Assigned task:
Skip all lines in the entries below that come before the one containing "A point set on every instance of the blurred". Repeat that line and the rest exactly.

Source data:
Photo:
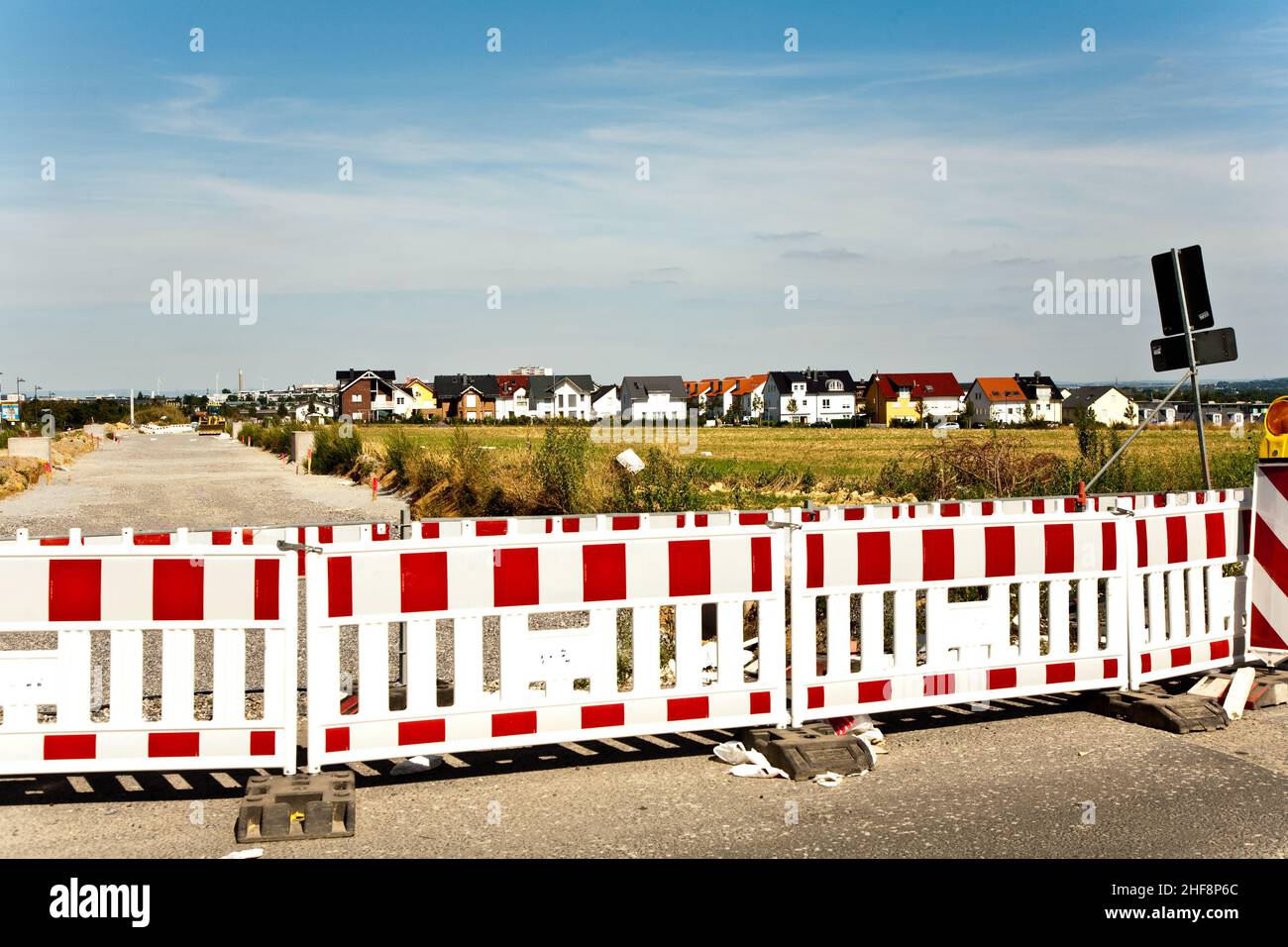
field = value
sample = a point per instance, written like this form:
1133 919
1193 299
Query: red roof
922 384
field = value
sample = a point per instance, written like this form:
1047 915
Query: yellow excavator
210 424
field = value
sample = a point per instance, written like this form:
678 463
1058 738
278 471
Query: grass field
859 454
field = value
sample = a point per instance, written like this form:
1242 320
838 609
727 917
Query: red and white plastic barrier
958 604
102 718
1267 599
514 578
1185 613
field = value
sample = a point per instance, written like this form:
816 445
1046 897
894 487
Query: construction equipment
211 424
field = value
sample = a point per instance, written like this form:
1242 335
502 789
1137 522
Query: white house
810 395
1108 405
604 402
653 397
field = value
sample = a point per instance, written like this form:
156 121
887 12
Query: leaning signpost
1189 341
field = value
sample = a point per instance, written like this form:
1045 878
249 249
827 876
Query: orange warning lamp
1274 445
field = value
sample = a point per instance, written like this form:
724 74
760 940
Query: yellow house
423 401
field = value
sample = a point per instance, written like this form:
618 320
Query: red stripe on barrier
936 556
999 551
263 742
187 744
515 579
1057 539
423 581
874 554
1109 547
690 567
515 724
761 565
411 732
688 709
1063 673
1262 634
603 715
1214 525
1001 678
603 573
178 589
938 684
814 561
267 607
339 586
1177 543
71 746
75 589
1271 556
874 690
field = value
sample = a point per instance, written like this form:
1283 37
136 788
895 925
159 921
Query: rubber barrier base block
1269 689
1183 712
284 808
806 751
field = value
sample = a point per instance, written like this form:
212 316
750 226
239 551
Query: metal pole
1149 416
1194 371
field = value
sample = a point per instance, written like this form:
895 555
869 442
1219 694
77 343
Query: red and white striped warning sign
1267 611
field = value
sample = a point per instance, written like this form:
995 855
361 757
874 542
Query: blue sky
768 169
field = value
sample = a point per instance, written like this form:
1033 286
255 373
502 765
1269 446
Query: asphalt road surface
1020 779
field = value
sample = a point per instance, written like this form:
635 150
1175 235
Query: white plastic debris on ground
747 763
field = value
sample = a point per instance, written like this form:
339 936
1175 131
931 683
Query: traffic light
1274 445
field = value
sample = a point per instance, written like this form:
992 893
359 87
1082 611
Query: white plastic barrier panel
1185 613
1267 618
111 702
900 607
545 638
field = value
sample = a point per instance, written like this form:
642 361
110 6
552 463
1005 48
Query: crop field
857 453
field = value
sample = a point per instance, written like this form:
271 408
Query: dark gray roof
815 380
349 373
449 386
1087 395
1029 382
638 386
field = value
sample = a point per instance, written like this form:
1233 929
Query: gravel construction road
1013 780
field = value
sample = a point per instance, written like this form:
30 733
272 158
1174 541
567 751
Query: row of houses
809 395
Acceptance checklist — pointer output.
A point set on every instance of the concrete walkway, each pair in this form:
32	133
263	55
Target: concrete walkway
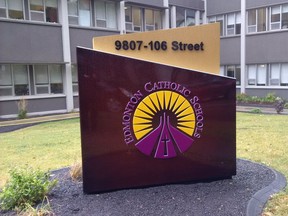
40	119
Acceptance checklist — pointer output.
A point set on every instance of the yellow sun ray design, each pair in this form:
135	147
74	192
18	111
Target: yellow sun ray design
160	101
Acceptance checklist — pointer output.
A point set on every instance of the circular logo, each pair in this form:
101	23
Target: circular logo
163	124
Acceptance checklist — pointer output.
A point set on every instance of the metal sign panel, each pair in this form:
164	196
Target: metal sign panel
145	123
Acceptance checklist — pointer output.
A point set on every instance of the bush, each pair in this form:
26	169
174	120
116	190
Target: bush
279	105
26	187
22	108
270	98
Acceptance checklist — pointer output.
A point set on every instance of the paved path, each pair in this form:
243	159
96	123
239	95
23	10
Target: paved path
244	194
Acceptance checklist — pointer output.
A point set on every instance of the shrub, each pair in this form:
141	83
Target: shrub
76	172
26	187
279	105
270	98
244	98
22	108
257	110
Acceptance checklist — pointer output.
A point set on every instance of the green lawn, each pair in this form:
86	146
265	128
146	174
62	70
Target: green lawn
260	138
46	146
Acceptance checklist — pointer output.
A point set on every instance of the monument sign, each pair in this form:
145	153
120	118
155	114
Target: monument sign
147	122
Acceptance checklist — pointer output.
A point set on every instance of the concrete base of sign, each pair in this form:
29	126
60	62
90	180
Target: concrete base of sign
146	124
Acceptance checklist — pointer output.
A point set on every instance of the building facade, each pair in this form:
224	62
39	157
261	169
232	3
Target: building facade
38	40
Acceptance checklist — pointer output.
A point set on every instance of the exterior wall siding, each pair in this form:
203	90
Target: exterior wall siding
262	92
30	43
215	7
33	105
153	3
267	47
198	4
230	50
262	3
83	37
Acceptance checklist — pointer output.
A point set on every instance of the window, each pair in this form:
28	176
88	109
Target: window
12	9
252	74
284	75
18	79
41	79
257	75
133	19
252	24
279	74
284	23
74	78
257	20
105	14
275	18
152	20
56	81
233	24
261	20
79	12
44	10
262	75
142	19
274	74
219	19
185	17
21	83
6	86
235	72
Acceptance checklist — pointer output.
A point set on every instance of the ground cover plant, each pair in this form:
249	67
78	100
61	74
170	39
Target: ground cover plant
264	139
45	146
260	138
25	188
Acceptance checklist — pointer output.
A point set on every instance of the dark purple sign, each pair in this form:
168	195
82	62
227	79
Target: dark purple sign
145	124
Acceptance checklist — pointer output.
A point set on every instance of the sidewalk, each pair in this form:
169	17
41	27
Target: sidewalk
41	119
259	109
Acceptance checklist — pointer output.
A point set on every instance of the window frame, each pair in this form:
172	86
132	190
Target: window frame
106	12
7	9
186	16
78	15
143	27
270	18
236	74
44	12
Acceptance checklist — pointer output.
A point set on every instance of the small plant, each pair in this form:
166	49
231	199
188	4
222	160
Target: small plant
76	172
22	108
270	98
257	110
26	187
279	105
43	209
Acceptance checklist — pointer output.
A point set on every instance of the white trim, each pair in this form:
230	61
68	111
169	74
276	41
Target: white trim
173	17
268	87
243	47
30	97
121	22
35	114
165	16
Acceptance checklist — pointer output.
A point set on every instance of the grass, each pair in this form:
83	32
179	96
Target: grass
45	146
264	139
260	138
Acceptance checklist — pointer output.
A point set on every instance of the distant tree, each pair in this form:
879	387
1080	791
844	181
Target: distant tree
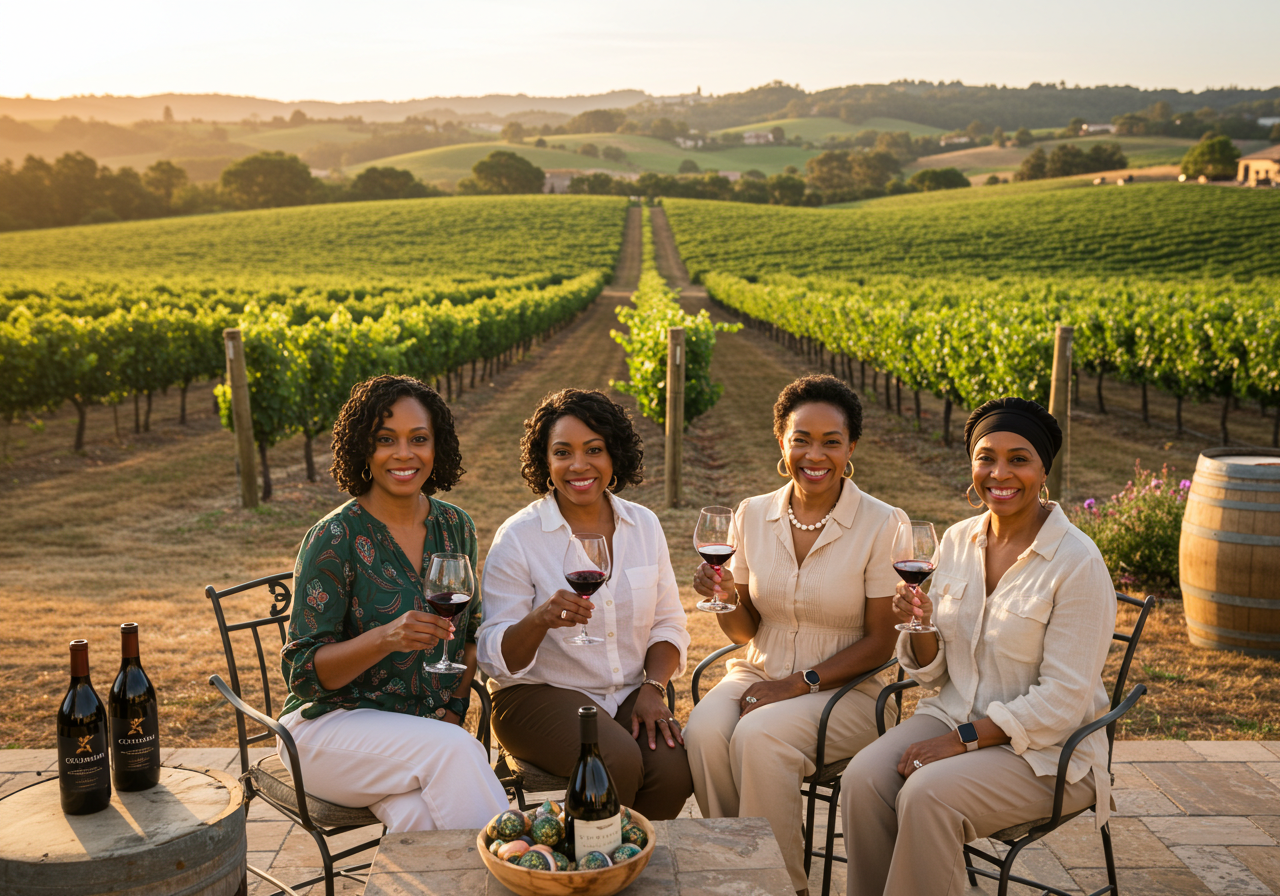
268	181
938	178
786	190
594	122
389	183
504	172
1214	158
1033	167
164	179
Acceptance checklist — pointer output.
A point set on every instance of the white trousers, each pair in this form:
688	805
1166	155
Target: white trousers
414	773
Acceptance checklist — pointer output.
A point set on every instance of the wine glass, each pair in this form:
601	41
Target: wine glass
586	567
716	540
449	588
913	558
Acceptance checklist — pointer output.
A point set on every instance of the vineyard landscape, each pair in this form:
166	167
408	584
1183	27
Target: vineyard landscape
120	455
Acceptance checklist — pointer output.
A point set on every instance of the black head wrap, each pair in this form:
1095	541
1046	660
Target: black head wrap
1020	416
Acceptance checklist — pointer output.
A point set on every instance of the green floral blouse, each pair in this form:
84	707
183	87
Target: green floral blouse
352	576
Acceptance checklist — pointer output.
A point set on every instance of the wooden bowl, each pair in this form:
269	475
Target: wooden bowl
599	882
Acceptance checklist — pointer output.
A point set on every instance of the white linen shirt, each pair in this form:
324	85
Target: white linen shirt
1029	656
636	608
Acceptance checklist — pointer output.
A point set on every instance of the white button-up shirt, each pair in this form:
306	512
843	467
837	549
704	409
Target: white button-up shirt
1029	656
636	608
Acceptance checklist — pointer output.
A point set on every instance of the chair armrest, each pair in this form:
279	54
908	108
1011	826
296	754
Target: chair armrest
886	693
1064	758
279	731
703	666
819	758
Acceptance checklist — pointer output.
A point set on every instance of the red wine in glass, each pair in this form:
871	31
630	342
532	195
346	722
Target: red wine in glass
914	572
585	583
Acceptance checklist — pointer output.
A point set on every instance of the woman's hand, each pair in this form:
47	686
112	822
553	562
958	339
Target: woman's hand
707	581
652	713
929	750
415	630
763	693
565	609
910	602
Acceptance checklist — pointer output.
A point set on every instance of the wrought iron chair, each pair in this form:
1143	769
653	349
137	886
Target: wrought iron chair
275	782
520	777
1020	836
823	785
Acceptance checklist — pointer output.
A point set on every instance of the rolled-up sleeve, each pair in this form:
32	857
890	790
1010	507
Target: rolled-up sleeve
1077	639
508	598
320	602
670	622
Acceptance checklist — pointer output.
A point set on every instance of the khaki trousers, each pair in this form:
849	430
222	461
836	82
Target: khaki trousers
752	766
906	836
539	725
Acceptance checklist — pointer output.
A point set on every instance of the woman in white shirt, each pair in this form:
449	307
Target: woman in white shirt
1024	609
579	452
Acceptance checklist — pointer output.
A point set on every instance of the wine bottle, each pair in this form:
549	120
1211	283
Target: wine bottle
135	722
83	767
592	812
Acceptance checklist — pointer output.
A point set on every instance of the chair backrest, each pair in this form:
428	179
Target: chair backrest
1130	640
280	594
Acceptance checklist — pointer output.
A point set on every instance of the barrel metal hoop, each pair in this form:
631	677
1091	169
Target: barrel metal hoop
1232	538
1234	599
1234	504
1270	638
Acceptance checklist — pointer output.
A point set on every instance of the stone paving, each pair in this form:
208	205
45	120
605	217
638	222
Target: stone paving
1194	818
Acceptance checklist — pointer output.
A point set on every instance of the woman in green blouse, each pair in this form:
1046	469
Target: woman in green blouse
371	727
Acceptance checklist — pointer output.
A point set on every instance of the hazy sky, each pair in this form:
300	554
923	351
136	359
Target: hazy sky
403	49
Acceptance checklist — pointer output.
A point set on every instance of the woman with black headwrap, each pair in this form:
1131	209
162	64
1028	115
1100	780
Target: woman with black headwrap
1024	612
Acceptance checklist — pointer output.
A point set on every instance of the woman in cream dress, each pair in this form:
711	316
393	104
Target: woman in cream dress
814	577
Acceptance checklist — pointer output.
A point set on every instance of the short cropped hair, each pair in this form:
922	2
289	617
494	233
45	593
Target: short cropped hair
369	405
818	388
603	416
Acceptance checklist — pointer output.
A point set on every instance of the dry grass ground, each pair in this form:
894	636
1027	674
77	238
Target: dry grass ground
135	529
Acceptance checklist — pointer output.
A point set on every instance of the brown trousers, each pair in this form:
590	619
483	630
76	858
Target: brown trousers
539	725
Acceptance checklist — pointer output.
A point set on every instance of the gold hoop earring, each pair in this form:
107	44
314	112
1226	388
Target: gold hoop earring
969	501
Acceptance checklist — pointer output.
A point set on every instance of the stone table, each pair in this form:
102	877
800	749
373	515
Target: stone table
693	856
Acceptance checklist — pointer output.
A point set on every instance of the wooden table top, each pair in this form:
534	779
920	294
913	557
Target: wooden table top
693	856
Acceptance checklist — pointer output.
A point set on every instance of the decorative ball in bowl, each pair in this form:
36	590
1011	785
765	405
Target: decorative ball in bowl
525	853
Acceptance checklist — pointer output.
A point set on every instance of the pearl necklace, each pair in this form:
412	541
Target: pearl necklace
800	525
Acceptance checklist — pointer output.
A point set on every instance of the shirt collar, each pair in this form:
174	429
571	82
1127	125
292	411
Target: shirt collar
549	512
1047	539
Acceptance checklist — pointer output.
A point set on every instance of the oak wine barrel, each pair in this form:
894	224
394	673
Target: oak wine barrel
1229	552
183	837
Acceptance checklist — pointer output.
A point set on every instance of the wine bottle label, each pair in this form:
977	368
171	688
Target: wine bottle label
82	763
597	836
137	743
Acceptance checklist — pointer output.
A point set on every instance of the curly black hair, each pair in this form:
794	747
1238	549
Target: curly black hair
369	405
603	416
818	388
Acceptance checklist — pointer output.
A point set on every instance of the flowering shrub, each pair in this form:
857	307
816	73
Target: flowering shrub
1138	529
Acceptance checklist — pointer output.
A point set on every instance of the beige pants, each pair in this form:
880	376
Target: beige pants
752	766
906	836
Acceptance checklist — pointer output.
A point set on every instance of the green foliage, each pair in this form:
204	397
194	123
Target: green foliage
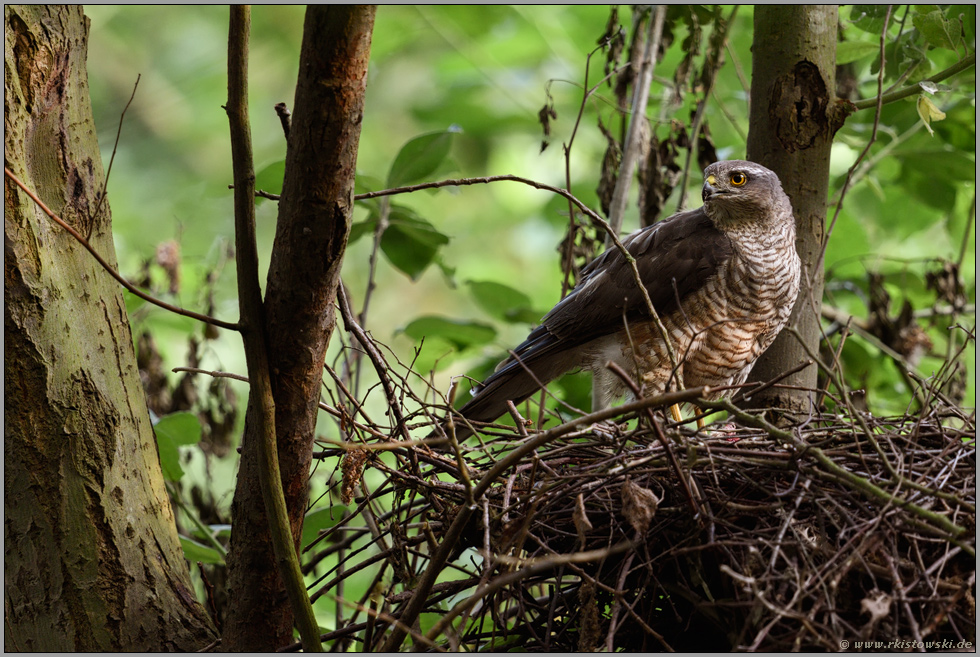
504	302
487	71
173	431
462	334
420	157
194	552
321	519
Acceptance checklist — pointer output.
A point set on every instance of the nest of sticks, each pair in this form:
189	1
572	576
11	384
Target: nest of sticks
649	535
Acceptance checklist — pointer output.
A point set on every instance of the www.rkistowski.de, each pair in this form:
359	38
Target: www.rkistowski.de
945	644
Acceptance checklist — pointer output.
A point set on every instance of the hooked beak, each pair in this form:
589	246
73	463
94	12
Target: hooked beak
708	190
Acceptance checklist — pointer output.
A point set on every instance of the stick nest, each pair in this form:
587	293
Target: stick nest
640	537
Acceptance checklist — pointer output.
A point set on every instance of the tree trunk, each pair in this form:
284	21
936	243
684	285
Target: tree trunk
791	130
91	556
314	220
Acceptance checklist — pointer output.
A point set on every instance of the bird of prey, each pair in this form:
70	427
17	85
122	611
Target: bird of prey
723	279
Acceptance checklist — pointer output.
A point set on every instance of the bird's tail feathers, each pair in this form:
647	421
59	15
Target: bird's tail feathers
515	381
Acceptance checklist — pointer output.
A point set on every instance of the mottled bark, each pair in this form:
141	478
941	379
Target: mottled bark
314	220
792	125
91	556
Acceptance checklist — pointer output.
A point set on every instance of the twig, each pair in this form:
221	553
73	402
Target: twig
638	111
712	63
459	524
254	330
112	158
282	111
111	271
962	65
850	172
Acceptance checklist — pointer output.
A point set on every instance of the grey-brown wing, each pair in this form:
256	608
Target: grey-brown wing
674	258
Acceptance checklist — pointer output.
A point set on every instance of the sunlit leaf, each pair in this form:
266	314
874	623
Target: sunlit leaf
172	431
420	157
503	302
270	178
194	552
936	29
870	18
928	112
460	333
851	51
410	242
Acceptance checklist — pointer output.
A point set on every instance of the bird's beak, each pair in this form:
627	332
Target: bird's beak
708	190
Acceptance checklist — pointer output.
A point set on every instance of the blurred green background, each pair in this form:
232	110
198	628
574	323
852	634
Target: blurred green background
485	72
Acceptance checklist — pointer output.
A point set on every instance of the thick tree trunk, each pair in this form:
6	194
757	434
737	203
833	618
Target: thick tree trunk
91	556
314	220
791	130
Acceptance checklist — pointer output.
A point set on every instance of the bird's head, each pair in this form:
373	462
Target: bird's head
737	191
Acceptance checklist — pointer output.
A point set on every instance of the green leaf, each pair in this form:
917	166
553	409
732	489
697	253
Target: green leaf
942	165
172	431
459	333
870	18
504	302
319	520
936	29
194	552
420	157
851	51
182	427
270	178
410	242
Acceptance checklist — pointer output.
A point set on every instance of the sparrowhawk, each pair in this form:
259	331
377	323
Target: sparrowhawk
723	279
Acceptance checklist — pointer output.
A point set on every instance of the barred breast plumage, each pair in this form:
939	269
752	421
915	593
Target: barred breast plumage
723	278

Answer below:
A point set on every instance of the blurred green background, each pair in this form:
232	110
198	628
574	323
852	634
Target: blurred green background
485	72
Acceptance checklist — pointer output.
A point set on every instance of the thick tree trunk, each pair in this form:
6	194
757	434
737	203
833	618
Target: thick tree trunk
91	556
314	220
791	130
Acceptance checklist — pointer output.
A point set on every instance of the bird's head, each pair in this form:
373	462
Target: bird's head
737	191
Acceptance checklist — pointer output.
A point set on every instance of the green leaf, each pair in this form:
917	166
553	409
732	489
697	253
Target: green leaf
942	165
172	431
459	333
870	18
504	302
319	520
936	29
194	552
420	157
851	51
182	427
270	178
410	242
Acceptance checklist — pointer output.
A point set on every instance of the sparrowhawk, each pair in this form:
259	331
377	323
Target: sparrowhawk
723	279
Acceptance checklist — pointer output.
A point set on every instance of the barred breast plumage, each pair in this form:
939	269
752	421
915	593
Target: barred breast plumage
723	278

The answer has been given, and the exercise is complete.